→ TASK DIRECTIONS
Rewrite the listing below with "garlic clove" replaced by "onion" wherever it occurs. Keep everything else the same.
BEGIN TASK MATERIAL
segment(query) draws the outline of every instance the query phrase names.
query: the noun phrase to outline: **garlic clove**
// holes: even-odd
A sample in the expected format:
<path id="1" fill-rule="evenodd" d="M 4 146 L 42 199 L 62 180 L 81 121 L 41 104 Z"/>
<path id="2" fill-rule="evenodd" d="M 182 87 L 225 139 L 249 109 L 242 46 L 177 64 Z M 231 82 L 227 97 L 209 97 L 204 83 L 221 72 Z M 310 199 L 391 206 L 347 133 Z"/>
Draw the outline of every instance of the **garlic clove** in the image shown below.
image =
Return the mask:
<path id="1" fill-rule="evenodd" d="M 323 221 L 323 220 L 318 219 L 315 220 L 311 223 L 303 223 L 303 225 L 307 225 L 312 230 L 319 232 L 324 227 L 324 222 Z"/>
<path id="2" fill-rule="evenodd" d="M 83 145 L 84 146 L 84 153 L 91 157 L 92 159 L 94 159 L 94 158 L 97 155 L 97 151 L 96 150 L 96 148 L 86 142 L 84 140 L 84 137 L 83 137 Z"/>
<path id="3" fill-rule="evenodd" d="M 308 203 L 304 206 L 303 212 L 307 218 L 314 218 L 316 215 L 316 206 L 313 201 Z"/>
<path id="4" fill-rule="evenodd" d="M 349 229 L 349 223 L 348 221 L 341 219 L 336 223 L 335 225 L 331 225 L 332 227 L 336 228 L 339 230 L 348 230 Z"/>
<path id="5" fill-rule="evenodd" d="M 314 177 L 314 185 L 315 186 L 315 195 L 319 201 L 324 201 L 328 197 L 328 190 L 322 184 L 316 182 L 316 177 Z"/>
END TASK MATERIAL
→ FINAL RESULT
segment(query) draws the outline of every instance the query phrase names.
query: the noun phrase to outline: **onion**
// holes: even-odd
A sample in the expected format:
<path id="1" fill-rule="evenodd" d="M 4 146 L 42 199 L 62 180 L 81 121 L 41 104 Z"/>
<path id="2" fill-rule="evenodd" d="M 182 87 L 225 139 L 249 109 L 242 46 L 177 64 Z M 231 82 L 227 97 L 209 97 L 204 83 L 221 72 Z M 310 199 L 391 206 L 347 133 Z"/>
Draw the outline of every instance of the **onion** in the image shown below.
image =
Return the mask:
<path id="1" fill-rule="evenodd" d="M 323 221 L 323 220 L 318 219 L 315 220 L 311 223 L 303 223 L 303 225 L 307 225 L 312 230 L 319 232 L 324 227 L 324 222 Z"/>
<path id="2" fill-rule="evenodd" d="M 83 145 L 84 146 L 84 153 L 91 157 L 92 159 L 94 159 L 94 158 L 97 155 L 97 151 L 96 150 L 96 148 L 86 142 L 84 140 L 84 137 L 83 137 Z"/>
<path id="3" fill-rule="evenodd" d="M 308 203 L 304 206 L 303 212 L 307 218 L 314 218 L 316 215 L 316 206 L 313 201 Z"/>
<path id="4" fill-rule="evenodd" d="M 349 229 L 349 223 L 348 221 L 341 219 L 336 223 L 335 225 L 331 225 L 332 227 L 336 228 L 339 230 L 348 230 Z"/>
<path id="5" fill-rule="evenodd" d="M 314 177 L 314 185 L 315 186 L 315 195 L 319 201 L 324 201 L 328 197 L 328 190 L 322 184 L 316 182 L 316 177 Z"/>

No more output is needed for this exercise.